- **Extracted data**:

_ _ _ _

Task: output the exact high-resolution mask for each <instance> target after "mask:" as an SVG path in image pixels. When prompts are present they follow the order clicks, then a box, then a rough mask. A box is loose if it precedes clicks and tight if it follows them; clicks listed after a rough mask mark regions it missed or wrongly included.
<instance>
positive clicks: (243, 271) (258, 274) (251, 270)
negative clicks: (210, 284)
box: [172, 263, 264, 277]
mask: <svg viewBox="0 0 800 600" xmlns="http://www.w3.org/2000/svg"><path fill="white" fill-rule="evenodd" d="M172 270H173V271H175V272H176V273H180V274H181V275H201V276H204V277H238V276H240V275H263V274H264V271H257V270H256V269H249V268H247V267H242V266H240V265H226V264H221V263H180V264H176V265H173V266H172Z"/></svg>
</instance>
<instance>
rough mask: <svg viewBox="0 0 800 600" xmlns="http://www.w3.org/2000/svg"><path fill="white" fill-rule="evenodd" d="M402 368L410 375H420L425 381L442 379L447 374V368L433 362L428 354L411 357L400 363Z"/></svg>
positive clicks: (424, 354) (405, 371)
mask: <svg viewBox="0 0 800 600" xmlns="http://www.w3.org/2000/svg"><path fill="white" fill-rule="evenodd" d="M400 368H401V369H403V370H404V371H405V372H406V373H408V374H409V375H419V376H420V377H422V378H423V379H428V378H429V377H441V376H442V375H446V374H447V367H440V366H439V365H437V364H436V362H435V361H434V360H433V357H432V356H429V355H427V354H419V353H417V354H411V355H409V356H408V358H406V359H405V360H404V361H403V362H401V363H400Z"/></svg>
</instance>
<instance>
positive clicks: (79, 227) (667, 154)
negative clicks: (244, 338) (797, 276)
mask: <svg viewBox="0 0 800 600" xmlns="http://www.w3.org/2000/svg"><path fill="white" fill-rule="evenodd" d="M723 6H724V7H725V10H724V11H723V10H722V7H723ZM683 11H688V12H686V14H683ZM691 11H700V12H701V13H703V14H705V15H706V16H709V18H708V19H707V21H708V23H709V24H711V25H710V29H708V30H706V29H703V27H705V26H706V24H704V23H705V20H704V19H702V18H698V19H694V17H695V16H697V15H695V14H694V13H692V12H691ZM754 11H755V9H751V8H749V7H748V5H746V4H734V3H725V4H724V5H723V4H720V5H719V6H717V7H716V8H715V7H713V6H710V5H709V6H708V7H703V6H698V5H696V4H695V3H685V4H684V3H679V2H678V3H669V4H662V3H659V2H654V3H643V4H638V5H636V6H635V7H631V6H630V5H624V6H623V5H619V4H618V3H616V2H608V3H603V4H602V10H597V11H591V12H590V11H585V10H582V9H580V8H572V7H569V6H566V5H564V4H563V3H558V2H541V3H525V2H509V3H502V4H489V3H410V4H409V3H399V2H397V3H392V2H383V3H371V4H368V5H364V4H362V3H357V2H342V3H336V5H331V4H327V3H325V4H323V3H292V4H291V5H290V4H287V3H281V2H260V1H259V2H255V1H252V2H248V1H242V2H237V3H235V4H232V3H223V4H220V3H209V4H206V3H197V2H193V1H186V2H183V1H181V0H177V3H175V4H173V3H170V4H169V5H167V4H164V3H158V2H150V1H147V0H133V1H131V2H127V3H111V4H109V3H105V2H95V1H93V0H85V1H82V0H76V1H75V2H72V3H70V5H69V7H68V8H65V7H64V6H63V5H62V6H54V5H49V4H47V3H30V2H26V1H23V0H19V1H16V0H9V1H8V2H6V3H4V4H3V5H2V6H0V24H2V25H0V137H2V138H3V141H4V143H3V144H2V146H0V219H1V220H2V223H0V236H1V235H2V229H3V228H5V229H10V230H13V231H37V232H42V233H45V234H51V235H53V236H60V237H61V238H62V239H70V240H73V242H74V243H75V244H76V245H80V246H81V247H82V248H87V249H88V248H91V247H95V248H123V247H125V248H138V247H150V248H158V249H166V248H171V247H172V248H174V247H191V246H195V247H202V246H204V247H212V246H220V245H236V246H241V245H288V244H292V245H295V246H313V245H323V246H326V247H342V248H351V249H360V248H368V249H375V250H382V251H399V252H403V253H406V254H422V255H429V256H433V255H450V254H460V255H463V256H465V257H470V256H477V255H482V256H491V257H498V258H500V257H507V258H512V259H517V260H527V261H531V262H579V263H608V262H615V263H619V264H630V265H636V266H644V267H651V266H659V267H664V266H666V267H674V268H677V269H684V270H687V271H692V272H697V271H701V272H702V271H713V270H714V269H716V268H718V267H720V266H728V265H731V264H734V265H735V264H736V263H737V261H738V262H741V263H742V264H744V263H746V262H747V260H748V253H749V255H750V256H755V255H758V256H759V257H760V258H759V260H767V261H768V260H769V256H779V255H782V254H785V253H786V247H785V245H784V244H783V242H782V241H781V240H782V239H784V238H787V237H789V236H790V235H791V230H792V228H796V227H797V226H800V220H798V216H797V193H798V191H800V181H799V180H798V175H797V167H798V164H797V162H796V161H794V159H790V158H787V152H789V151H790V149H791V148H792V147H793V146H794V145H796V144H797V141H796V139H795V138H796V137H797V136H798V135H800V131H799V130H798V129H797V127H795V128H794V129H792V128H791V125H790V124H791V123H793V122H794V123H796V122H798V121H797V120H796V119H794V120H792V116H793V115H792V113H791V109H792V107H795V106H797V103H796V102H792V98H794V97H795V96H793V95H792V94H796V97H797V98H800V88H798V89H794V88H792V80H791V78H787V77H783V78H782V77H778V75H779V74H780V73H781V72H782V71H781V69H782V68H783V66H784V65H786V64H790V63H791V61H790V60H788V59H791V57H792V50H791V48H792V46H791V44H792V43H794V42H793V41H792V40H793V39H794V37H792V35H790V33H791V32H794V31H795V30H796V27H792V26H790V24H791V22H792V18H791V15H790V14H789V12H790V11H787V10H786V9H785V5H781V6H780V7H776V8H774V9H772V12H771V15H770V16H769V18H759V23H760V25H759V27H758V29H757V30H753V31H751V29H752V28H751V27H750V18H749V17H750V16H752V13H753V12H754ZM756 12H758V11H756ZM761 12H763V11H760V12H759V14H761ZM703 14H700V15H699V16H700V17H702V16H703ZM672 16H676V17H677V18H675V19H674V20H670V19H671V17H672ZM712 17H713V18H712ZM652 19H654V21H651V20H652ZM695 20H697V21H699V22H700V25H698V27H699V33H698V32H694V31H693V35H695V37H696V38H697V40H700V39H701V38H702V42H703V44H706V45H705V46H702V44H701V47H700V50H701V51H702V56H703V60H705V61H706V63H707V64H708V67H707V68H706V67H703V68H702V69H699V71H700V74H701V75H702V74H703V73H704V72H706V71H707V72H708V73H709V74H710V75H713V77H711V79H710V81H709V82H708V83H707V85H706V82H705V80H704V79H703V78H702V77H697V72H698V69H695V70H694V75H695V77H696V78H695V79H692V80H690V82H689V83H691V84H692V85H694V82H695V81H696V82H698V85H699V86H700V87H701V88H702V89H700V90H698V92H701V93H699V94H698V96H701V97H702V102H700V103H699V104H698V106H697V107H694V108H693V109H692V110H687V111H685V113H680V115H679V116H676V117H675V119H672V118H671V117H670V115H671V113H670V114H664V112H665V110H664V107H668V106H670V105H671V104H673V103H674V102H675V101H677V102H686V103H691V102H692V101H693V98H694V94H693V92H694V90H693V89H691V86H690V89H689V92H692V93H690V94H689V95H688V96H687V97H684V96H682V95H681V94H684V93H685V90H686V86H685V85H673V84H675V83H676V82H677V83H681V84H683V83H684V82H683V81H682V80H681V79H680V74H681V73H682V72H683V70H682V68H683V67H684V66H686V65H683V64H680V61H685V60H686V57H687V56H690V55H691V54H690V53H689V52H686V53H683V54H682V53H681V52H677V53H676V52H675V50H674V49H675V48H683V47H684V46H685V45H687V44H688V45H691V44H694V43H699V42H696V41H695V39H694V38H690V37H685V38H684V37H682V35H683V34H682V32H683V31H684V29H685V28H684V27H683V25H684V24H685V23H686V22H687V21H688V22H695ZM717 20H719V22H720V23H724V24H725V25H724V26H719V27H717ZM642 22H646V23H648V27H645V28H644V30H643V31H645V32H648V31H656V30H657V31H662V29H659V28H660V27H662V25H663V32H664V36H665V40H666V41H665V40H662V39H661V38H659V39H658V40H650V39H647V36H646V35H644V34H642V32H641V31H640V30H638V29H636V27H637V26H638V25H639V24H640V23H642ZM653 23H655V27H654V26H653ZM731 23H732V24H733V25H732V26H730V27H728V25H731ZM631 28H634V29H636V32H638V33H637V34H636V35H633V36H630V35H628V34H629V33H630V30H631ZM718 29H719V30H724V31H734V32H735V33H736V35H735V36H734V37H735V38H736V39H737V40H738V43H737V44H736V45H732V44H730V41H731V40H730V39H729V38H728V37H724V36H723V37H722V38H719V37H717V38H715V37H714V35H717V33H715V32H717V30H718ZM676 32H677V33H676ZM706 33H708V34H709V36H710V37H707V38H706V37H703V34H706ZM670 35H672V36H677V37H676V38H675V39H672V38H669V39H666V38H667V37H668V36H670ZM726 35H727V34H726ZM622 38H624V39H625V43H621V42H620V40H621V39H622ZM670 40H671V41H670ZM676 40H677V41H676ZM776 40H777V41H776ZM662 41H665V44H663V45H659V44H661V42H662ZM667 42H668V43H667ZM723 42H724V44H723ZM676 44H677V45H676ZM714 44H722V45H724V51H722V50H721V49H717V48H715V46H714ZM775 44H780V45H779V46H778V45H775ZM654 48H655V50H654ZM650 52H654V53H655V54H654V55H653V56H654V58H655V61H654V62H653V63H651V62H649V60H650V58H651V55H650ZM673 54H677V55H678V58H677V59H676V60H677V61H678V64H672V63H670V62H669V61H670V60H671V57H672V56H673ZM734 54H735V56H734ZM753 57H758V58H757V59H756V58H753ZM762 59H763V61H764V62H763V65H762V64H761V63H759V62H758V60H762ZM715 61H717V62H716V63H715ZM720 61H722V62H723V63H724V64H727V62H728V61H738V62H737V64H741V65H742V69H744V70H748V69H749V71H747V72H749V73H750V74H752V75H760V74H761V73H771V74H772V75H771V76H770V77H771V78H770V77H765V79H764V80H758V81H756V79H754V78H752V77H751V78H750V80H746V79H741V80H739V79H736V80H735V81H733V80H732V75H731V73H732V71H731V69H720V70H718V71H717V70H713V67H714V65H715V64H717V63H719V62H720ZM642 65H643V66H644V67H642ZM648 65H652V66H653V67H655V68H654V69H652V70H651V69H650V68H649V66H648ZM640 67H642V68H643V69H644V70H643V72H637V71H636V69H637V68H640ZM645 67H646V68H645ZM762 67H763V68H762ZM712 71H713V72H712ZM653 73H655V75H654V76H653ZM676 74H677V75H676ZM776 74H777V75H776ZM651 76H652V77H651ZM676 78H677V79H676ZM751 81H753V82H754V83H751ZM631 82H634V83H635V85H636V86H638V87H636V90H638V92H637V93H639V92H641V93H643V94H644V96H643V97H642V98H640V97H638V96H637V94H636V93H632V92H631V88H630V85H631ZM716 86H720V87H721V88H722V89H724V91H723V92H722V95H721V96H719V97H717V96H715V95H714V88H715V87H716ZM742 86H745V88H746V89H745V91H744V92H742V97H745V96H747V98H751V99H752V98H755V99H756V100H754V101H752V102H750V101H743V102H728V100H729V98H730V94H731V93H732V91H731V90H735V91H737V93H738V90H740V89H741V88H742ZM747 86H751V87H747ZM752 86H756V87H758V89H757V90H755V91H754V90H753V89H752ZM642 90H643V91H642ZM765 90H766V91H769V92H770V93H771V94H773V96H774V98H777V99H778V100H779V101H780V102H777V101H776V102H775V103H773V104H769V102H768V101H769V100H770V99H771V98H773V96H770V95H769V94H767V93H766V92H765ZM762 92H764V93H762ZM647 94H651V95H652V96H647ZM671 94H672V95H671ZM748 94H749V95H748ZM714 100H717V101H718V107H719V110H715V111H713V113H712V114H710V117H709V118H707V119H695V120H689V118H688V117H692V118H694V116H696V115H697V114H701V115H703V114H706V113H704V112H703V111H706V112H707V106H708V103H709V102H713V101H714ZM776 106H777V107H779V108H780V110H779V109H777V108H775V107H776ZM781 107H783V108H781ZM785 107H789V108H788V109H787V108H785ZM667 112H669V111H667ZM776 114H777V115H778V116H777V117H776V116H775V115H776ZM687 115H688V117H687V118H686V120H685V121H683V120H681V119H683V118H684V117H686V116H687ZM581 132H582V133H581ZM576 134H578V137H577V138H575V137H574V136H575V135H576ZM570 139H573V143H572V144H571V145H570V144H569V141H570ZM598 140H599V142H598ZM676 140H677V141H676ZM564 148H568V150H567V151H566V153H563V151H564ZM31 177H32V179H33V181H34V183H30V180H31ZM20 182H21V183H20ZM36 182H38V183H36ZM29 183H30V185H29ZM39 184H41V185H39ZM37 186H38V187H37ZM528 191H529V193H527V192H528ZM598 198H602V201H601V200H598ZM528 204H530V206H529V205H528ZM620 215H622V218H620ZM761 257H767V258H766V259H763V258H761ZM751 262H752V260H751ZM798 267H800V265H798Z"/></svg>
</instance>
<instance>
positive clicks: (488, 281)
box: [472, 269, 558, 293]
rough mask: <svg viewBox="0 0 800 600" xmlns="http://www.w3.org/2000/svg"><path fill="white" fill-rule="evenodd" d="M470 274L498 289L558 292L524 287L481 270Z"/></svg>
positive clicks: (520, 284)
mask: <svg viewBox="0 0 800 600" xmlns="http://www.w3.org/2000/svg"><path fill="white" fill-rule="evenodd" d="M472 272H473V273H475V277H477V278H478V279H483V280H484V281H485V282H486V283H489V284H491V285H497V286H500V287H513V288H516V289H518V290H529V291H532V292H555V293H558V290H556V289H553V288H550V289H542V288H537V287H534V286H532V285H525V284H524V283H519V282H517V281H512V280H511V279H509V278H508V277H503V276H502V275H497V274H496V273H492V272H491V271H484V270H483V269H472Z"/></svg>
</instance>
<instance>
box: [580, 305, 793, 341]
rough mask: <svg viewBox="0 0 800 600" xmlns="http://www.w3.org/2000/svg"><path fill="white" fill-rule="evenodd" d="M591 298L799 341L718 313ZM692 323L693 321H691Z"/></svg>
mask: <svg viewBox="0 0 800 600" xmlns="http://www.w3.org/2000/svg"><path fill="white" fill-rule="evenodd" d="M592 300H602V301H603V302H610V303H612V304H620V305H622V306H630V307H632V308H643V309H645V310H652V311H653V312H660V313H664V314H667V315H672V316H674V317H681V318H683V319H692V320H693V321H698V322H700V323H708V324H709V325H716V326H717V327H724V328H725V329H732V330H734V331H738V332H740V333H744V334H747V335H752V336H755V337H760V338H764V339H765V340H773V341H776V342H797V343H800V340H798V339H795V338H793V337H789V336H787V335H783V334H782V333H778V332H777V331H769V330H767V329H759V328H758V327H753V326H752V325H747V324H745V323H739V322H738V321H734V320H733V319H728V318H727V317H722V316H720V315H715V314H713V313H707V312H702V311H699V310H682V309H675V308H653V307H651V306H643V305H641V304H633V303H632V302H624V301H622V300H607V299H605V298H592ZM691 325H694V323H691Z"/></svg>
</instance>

_ _ _ _

- **Work order**: Copy whichever lines of the records above contain the word "negative".

- **Reply**:
negative clicks: (210, 284)
negative clicks: (244, 338) (797, 276)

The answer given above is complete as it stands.